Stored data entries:
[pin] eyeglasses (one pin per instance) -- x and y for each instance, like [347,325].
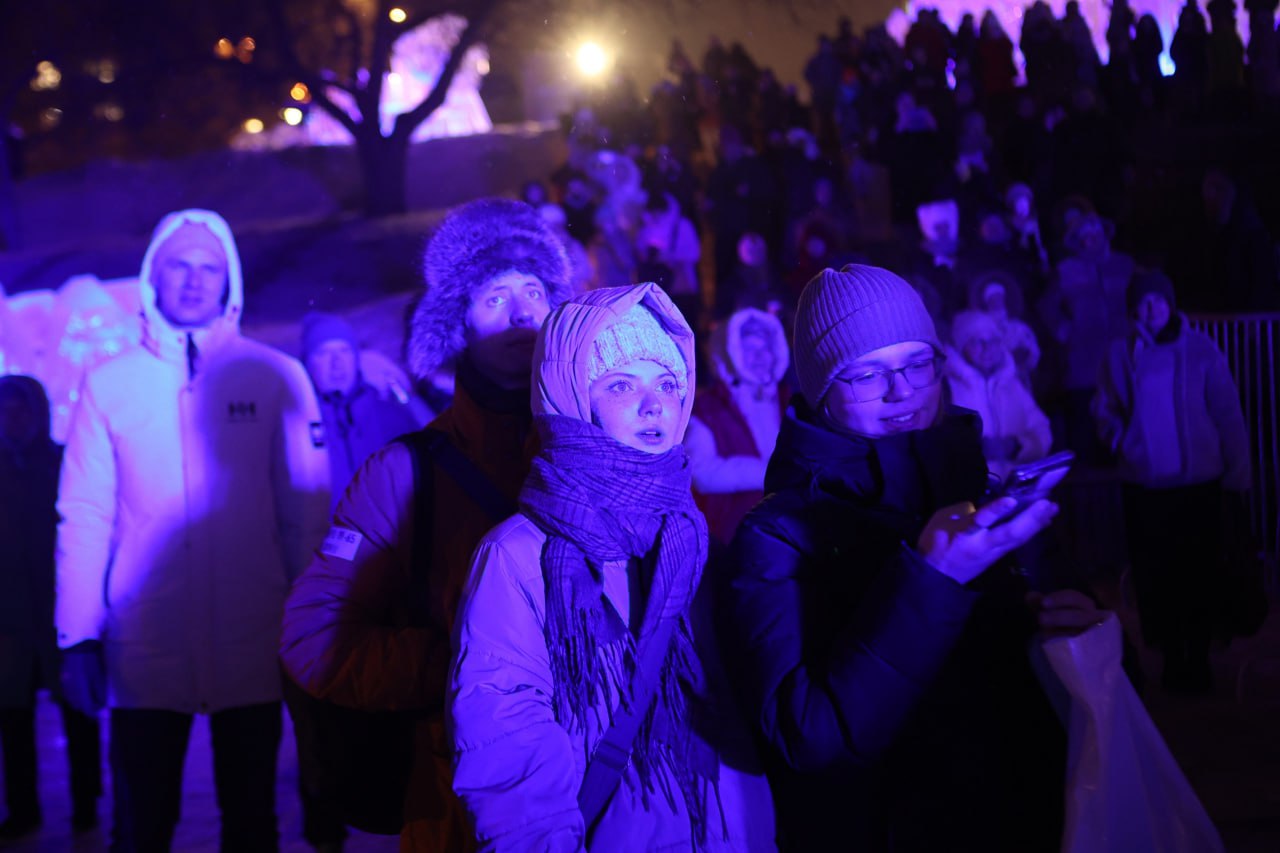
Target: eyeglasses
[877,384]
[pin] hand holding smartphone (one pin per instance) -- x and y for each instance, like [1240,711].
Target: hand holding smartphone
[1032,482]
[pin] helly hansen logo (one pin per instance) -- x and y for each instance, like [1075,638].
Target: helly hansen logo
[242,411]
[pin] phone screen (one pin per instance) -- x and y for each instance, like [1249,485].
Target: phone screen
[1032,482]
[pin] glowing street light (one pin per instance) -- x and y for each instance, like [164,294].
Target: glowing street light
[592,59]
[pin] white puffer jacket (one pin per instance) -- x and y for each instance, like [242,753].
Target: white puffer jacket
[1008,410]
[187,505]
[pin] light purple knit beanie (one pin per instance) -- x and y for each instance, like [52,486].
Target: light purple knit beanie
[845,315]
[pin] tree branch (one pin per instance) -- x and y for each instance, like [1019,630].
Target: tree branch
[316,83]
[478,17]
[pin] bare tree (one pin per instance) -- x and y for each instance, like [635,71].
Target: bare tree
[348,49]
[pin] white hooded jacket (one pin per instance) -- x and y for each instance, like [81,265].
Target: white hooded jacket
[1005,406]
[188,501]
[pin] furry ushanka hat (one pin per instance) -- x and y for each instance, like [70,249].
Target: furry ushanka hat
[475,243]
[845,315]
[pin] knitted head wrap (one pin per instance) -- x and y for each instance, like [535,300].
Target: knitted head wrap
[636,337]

> ASSIGNMENT: Give only the lines from the one holding "Target: eyeglasses" through the one holding "[pin] helly hansen", each restated exactly as it appears above.

> TASK OUTPUT:
Target: eyeglasses
[877,384]
[pin] hand holding smartphone (one pin per instance) -- x and y for each instance, like [1240,711].
Target: hand holding smartphone
[1032,482]
[pin] helly hansen logo (one pin per instance) -- x and y for each instance, like [1075,638].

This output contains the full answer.